══ EXERCISE DATA

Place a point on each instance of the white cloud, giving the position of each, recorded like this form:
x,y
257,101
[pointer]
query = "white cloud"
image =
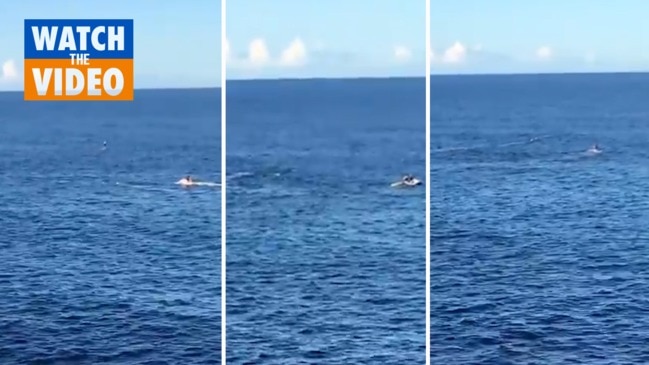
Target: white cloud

════

# DIRECTIONS FOR THIS TASK:
Repeat every entry above exactly; images stay out of the copy.

# ANSWER SECTION:
Place a point on each instance of the white cloud, giving the position of each, recorded like this form:
x,y
257,101
[pointer]
query = "white cloud"
image =
Target: white cloud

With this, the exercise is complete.